# [Work to do]
Pick out every line below that contains the word "white" and copy each one in full. Matching is case-sensitive.

# [Data for the task]
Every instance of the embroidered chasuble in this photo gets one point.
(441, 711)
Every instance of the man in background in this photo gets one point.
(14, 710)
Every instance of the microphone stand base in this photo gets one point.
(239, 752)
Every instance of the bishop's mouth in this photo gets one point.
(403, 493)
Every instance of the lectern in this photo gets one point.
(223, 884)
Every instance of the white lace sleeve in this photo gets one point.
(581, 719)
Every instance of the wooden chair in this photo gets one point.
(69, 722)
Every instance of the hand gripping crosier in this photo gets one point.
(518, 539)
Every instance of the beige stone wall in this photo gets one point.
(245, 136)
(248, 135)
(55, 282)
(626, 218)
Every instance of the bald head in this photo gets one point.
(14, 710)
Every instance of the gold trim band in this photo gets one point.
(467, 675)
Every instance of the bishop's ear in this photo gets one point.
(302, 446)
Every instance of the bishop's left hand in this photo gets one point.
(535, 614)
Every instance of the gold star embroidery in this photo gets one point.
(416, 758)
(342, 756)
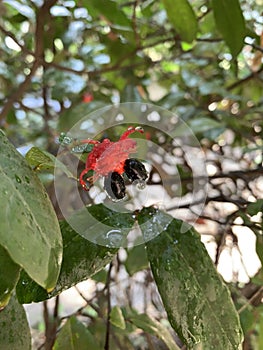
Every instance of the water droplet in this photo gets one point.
(18, 179)
(114, 238)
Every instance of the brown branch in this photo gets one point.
(41, 18)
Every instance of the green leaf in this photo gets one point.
(29, 229)
(9, 274)
(231, 24)
(43, 160)
(75, 336)
(203, 124)
(197, 302)
(153, 327)
(81, 258)
(116, 317)
(182, 17)
(136, 260)
(15, 332)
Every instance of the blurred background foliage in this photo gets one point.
(61, 60)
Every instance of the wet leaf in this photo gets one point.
(153, 327)
(136, 260)
(197, 302)
(29, 229)
(230, 22)
(75, 336)
(42, 160)
(15, 332)
(116, 317)
(9, 274)
(81, 258)
(182, 17)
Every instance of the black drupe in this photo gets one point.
(135, 170)
(114, 185)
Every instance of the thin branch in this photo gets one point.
(41, 17)
(250, 301)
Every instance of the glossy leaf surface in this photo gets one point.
(42, 160)
(9, 274)
(153, 327)
(75, 336)
(230, 22)
(179, 13)
(81, 259)
(29, 229)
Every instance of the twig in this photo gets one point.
(107, 337)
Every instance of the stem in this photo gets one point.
(107, 337)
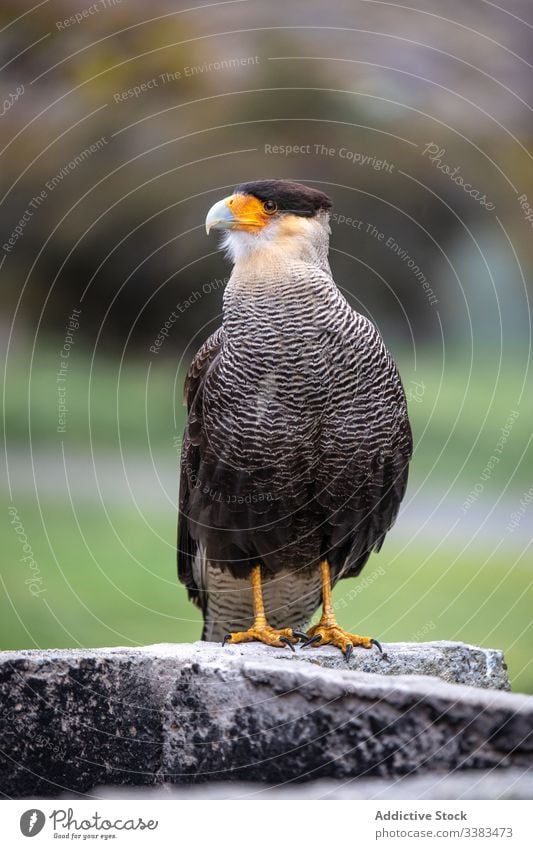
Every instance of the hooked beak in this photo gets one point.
(220, 217)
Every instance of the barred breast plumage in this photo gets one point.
(297, 439)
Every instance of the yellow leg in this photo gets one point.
(328, 632)
(261, 631)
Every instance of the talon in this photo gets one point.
(300, 634)
(287, 642)
(316, 639)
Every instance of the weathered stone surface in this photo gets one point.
(72, 720)
(469, 784)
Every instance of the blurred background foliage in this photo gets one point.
(121, 238)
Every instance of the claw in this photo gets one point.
(316, 639)
(287, 642)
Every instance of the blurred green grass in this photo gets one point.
(457, 413)
(112, 582)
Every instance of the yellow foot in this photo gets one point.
(263, 634)
(332, 634)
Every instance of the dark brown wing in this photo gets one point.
(188, 552)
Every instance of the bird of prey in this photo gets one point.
(297, 442)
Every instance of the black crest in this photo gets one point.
(289, 197)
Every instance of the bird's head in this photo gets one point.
(270, 215)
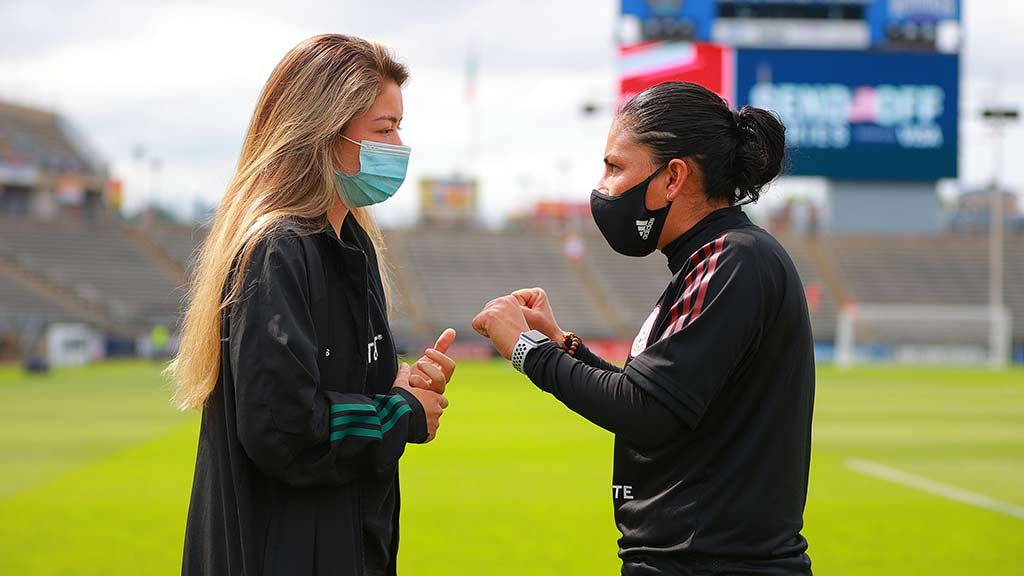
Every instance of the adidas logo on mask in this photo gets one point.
(643, 227)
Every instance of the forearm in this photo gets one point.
(606, 398)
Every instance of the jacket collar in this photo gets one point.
(679, 250)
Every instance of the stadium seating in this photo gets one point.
(928, 270)
(457, 272)
(98, 263)
(444, 276)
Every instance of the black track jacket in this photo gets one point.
(297, 468)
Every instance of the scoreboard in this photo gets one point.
(868, 89)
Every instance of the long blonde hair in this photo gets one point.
(285, 171)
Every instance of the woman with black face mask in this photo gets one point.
(712, 412)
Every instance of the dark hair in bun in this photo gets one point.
(738, 152)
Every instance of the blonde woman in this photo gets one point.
(286, 345)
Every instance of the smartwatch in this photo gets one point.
(527, 341)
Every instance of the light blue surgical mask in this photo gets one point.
(382, 169)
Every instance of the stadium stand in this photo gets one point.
(928, 270)
(98, 264)
(123, 279)
(457, 272)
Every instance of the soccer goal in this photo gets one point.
(923, 334)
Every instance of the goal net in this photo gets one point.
(923, 334)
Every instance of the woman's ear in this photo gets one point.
(679, 172)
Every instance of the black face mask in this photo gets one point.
(625, 220)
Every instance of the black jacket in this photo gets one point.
(297, 468)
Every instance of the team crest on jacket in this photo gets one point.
(640, 343)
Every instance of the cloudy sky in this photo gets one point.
(180, 80)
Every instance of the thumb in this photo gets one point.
(445, 340)
(401, 380)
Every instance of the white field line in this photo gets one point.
(933, 487)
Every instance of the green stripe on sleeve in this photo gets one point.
(369, 419)
(393, 419)
(366, 433)
(392, 406)
(335, 408)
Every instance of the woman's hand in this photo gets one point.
(433, 403)
(502, 321)
(537, 311)
(433, 370)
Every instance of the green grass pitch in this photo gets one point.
(96, 469)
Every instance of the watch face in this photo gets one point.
(536, 336)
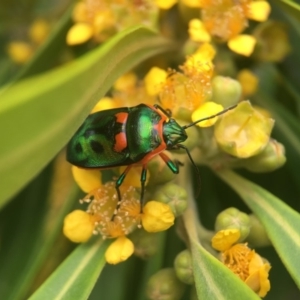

# [Result of the exercise]
Every instance of the white lace sleeve in this photo gets one point.
Every instance of the white field line in this photo gets one point.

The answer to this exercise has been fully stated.